• [EXCERPTED TEXT]
Amanda Serrano (born October 9, 1988) is a Puerto Rican professional boxer, mixed martial artist and professional wrestler. As a boxer, she is the undisputed featherweight world champion, having held the WBO title since 2019 and the WBC and IBO titles since 2021. She is the only female, and Puerto Rican, to win world titles in more than four weight classes, and holds the Guinness World Record for the most boxing world championships won in different weight-classes by a female, having held 9 major world titles across seven different weight classes. Her older sister, Cindy, is also a professional boxer. The pair became the first sisters to hold world titles from major sanctioning bodies at the same time after Cindy won the WBO featherweight title in 2016.

Serrano has been recognized with the Female Boxer of the Year Award twice (2016 and 2018) by the WBO, an entity that also granted her the first "Super World Championship" awarded to a woman. As of March 2021, she is ranked as the world's best active female featherweight by The Ring and BoxRec, and the third best active female, pound for pound, by ESPN and third by The Ring.

Early life and introduction to boxing

Serrano was born in the municipality of Carolina, where her sister Cindy was also born. Her grandparents were born in the municipality of Carolina. When she was young, the family moved to New York and joined the large Puerto Rican diaspora there (colloquially known as Nuyoricans). Surrounded by this community, she grew up in an oasis of Puerto Rican culture in which traditional food and salsa music were predominant. Her upbringing is reflected in the manner in which she speaks Spanish, in a dialect with a distinct accent often attributed to that population (Spanglish)  The family lived in Brooklyn, where she continued to live well into adulthood. During her youth she was an active child, with a distinct passion for swimming. After her sister began boxing training intending to lose weight by attending the gym of her husband Jordan Maldonado, the 12-year old Serrano accompanied her there. She continued frequenting the facility and eventually got her first job there.

Initially Serrano was not as interested in the sport, not even attending a family event to watch the Oscar De La Hoya vs. Félix Trinidad fight, but she was an avid follower of Cindy's career and developed a passion for it as she grew older. When she graduated from Bushwick High School (located in Bushwick, Brooklyn and closed in 2006)  at the age of 17, she decided to begin training as a method to buy things and bond with her sister. Her father supported her decision, but her mother was hesitant until she began earning success and saw it as a way for the elder sister to retire after having her second child. Cindy, knowing that she had already been frustrated during a previous sparring session against a boy, intended to dissuade her by stepping into the ring but the younger sister proved that she could defend herself competently. Admittedly shy, Serrano choose to continue in Maldonado's small gym in Queens with him as trainer, so that the flow of people was controlled and she could focus on her training.
Serrano's amateur career was brief and concluded with a record of only 9–1, but she won the Staten Island amateur championship in 2008. From there she competed in the featherweight division of the New York Daily News Golden Gloves, where she defeated Glenyss Puentevella by referee stopping contest (RSC, the International Boxing Association's equivalent of a technical knockout) in the semifinal and decisioned USA Boxing's national champion Jody-Ann Weller in the final.

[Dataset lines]

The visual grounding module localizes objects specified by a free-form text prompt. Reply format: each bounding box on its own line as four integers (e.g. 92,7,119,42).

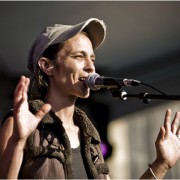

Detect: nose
84,59,95,73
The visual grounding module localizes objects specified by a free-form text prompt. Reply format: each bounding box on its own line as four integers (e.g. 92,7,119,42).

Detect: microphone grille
86,73,100,91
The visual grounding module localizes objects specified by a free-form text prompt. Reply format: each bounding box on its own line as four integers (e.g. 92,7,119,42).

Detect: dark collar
29,99,100,143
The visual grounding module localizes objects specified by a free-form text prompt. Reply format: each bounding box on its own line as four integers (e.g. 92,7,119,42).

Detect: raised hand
13,76,51,141
155,109,180,168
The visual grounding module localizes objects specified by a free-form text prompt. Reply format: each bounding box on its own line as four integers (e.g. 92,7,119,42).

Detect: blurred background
0,1,180,179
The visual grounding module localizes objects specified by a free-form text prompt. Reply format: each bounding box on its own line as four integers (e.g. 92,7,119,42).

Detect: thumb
35,104,51,121
157,126,166,141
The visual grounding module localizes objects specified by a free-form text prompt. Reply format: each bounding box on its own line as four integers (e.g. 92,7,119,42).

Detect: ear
38,57,54,76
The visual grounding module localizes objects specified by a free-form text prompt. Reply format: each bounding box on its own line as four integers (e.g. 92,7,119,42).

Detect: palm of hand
13,76,51,141
157,132,180,168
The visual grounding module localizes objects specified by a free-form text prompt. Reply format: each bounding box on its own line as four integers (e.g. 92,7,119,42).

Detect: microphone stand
111,89,180,104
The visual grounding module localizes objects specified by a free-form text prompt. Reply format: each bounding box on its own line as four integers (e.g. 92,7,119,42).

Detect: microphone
85,73,141,91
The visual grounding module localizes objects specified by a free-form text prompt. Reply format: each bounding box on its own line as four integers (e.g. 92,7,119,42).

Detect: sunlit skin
0,34,180,179
46,34,95,103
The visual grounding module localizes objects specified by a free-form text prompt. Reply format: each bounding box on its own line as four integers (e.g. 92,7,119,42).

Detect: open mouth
79,77,87,87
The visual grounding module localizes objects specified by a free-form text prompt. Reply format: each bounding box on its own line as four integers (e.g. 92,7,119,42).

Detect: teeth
79,77,86,81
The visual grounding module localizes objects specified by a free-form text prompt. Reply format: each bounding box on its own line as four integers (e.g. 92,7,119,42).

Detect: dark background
0,1,180,179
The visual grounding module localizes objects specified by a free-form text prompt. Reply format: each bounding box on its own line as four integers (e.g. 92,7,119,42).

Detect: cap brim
49,18,106,49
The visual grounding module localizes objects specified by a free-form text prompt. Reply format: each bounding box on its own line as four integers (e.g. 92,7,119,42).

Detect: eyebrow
70,51,96,58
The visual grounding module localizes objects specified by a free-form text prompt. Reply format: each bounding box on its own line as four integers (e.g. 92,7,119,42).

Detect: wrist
149,159,170,179
9,135,26,148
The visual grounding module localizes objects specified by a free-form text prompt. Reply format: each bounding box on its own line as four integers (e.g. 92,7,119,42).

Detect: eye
91,58,95,63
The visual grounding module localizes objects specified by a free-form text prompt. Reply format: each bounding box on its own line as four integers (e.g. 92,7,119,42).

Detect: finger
14,76,26,103
176,125,180,137
164,109,171,138
22,77,30,99
14,78,24,104
35,104,51,121
171,112,180,134
155,126,166,147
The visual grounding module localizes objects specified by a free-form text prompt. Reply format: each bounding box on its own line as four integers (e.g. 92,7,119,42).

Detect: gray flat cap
28,18,106,73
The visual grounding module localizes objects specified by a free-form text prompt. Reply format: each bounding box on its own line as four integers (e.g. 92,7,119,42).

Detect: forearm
0,138,25,179
140,161,169,179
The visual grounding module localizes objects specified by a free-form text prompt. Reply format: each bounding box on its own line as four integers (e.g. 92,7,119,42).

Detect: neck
45,89,76,125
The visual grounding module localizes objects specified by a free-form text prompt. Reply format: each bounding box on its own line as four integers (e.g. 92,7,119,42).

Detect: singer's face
48,33,95,98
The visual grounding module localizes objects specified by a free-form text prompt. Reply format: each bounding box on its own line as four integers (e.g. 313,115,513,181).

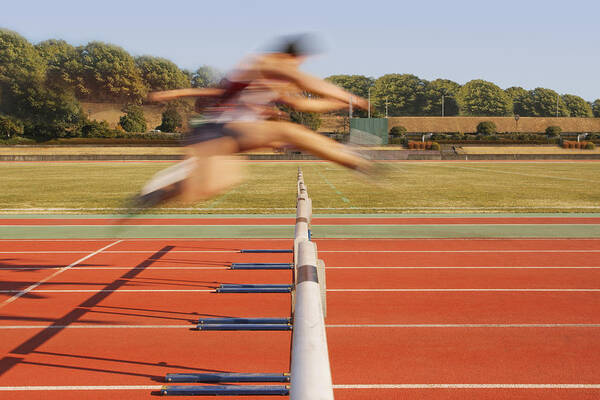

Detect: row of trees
326,74,600,118
0,29,220,139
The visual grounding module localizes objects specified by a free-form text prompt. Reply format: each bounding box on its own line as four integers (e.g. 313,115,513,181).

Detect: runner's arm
148,88,224,101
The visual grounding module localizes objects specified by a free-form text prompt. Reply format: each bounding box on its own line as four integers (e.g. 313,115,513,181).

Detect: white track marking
432,165,600,183
0,206,600,214
0,267,230,271
0,249,600,254
0,290,214,293
0,240,123,308
0,323,600,330
325,324,600,328
0,324,195,330
0,288,600,297
0,383,600,392
0,266,600,271
327,288,600,292
333,383,600,389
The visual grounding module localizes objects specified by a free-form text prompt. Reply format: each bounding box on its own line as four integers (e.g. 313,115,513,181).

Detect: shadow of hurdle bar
160,385,290,396
216,283,292,293
229,263,294,269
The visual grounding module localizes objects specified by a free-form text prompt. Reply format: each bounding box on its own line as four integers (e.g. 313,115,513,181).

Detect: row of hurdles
161,168,333,400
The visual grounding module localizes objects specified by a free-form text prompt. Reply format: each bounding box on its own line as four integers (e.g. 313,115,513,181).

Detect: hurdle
160,168,334,400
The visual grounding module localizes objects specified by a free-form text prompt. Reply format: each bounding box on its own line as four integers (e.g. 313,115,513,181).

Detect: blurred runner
134,36,371,208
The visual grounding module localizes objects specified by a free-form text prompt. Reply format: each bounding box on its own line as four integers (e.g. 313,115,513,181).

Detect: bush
156,106,183,132
546,125,562,137
119,104,146,132
390,125,406,136
0,115,24,139
408,140,440,151
81,120,117,138
477,121,497,135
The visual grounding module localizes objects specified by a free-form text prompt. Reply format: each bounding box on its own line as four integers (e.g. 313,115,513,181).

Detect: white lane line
0,324,600,330
434,165,600,183
0,240,123,308
327,288,600,292
0,385,162,392
326,266,600,269
0,325,195,330
0,267,230,271
333,383,600,389
0,288,600,297
0,290,215,293
0,249,600,254
0,383,600,392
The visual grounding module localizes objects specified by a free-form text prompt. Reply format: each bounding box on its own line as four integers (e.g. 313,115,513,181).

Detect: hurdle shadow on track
0,258,108,272
0,246,225,381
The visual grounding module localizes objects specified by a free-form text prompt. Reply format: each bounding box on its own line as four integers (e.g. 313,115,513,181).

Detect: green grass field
0,162,600,214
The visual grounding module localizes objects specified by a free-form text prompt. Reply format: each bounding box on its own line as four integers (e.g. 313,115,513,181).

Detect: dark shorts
185,122,238,146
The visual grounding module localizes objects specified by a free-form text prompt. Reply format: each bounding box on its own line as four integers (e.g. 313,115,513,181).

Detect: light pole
385,97,388,118
368,86,373,118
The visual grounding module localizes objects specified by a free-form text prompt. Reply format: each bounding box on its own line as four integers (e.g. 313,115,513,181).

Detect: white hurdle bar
290,240,333,400
290,169,333,400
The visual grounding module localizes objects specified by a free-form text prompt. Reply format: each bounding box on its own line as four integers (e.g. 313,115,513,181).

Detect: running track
0,215,600,400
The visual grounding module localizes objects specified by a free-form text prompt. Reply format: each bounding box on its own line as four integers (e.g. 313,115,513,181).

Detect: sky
0,0,600,101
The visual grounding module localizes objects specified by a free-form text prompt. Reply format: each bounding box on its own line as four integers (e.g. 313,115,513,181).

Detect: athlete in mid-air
134,37,370,208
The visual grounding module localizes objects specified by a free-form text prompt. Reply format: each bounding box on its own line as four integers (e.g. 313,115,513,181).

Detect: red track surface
0,233,600,400
0,217,600,226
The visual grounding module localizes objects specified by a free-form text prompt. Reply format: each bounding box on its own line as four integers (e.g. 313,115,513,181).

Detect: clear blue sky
0,0,600,101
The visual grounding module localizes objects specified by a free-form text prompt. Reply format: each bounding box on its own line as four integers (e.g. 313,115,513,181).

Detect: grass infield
0,162,600,214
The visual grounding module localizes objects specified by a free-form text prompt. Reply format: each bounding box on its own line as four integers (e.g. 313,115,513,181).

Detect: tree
561,94,594,118
371,74,427,115
420,79,460,116
505,86,531,117
325,75,375,118
458,79,513,116
135,56,190,91
290,110,322,131
0,115,23,139
156,104,183,132
477,121,497,135
119,104,146,132
35,39,85,93
592,99,600,118
78,42,146,102
529,88,570,117
191,65,223,88
0,30,83,138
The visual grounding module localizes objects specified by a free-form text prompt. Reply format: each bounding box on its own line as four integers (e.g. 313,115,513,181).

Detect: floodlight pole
369,86,373,118
442,95,444,117
348,95,352,118
385,97,388,118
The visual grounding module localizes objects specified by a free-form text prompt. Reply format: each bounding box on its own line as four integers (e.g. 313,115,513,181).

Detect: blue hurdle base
160,385,290,396
196,324,292,331
240,249,294,253
216,286,292,293
229,263,294,269
165,373,290,383
198,318,292,325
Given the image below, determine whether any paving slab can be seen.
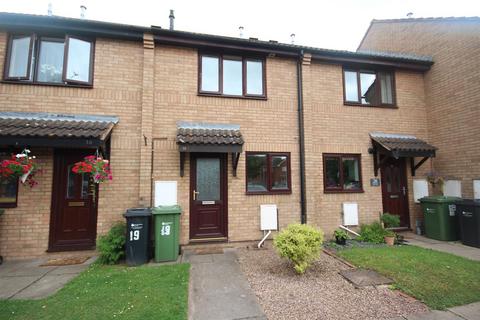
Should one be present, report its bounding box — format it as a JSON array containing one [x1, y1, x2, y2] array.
[[448, 302, 480, 320], [340, 269, 393, 288], [11, 273, 77, 300], [184, 250, 266, 320]]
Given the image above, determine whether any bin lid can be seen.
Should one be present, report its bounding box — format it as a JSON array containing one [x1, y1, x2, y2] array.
[[123, 208, 152, 217], [419, 196, 461, 203], [456, 199, 480, 207], [152, 205, 182, 214]]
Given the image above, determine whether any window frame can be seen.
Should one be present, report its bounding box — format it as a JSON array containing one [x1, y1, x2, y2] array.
[[0, 149, 19, 209], [342, 67, 398, 109], [197, 52, 267, 100], [1, 33, 96, 88], [245, 151, 292, 195], [322, 153, 364, 193]]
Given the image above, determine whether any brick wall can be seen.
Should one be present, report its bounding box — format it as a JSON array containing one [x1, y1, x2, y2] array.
[[0, 32, 143, 258], [359, 18, 480, 198]]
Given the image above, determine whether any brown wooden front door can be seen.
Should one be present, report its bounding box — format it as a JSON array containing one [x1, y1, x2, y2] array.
[[49, 150, 98, 251], [380, 158, 410, 227], [190, 153, 227, 239]]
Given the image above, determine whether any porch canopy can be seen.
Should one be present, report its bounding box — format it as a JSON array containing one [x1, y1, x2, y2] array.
[[176, 121, 244, 177], [370, 132, 437, 176], [0, 112, 118, 153]]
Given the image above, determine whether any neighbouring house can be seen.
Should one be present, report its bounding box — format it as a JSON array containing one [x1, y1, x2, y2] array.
[[358, 17, 480, 199], [0, 13, 437, 258]]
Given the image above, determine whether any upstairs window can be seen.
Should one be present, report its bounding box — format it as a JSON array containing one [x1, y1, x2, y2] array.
[[4, 34, 94, 86], [199, 54, 265, 97], [246, 152, 291, 194], [343, 69, 395, 106]]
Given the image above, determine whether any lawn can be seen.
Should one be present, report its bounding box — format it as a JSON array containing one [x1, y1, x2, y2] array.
[[337, 246, 480, 310], [0, 264, 189, 320]]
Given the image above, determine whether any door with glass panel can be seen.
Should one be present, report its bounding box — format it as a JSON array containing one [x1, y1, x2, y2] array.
[[49, 150, 98, 251], [190, 153, 227, 239]]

• [LIST OF TASKS]
1/ In the Amanda Serrano article, whom did Serrano beat in the final of the New York Daily News Golden Gloves?
2/ Please write the next part of the Amanda Serrano article, picking up right after its last sentence.
The lines have nothing to do with what is asked here.

• [RESULTS OF THE EXERCISE]
1/ Jody-Ann Weller, USA Boxing's national champion.

2/
Professional boxing career
Serrano is managed and trained by noted female American professional boxing trainer Jordan Maldonado of New York City. Serrano is Boxing 360's first world champion.

NABF Featherweight championship
On June 11, 2011, Amanda defeated Jennifer Scott to capture the vacant NABF featherweight champion. The bout was scheduled for 8 rounds, but the match was cut quick by Serrano knocked out Scott in 1:04 in round 1.

WBC Featherweight Championship
On April 27, 2012, Serrano faced the undefeated Frida Wallberg in Cloetta Center, Linköping, Sweden. The WBC against mandatory rules allowed the bout to be contested with 10 ounce gloves instead of the mandatory 8 ounce for that division. Serrano came up short losing a controversial unanimous decision to Wallberg. The referee was Victor Loughlin and the judges were Gudjon Vilhelm 93-98 | judge: Venciclav Nikolov 93-97 | judge: Franco Ciminale 94–96.

Serrano vs. Bermudez
On March 25, 2021, Serrano KO'd Daniela Bermudez with a body punch in round nine at Plaza del Quinto Centenario, San Juan, Puerto Rico. Serrano retained her WBC/WBO featherweight titles. Heading into the bout, Serrano and Bermudez were ranked inside The Ring's P4P top 10.

Serrano vs. Taylor
The first women's boxing match to headline Madison Square Garden, described as the 'biggest women's fight of all time', was held on April 30, 2022, between Katie Taylor and Serrano, with Taylor’s undisputed lightweight titles on the line. Taylor defeated Serrano by split decision in what was named Fight of the Year by Sports Illustrated.

Mixed martial arts career

Training
Since early 2015, Serrano quietly worked towards debuting in mixed martial arts (MMA), beginning by incorporating kicks to her training. The idea emerged after she participated in the filming of Fight Valley along her sister, meeting Miesha Tate, Holly Holm, and Cristiane Justino and learned of the lifestyle that they could afford. This triggered the interest of people involved in MMA and she was approached and told about the economic potential of the move. When queried about the matter, Serrano expressed additional motivation due to the absence of a Puerto Rican female fighter in Ultimate Fighting Championship (UFC) at the moment.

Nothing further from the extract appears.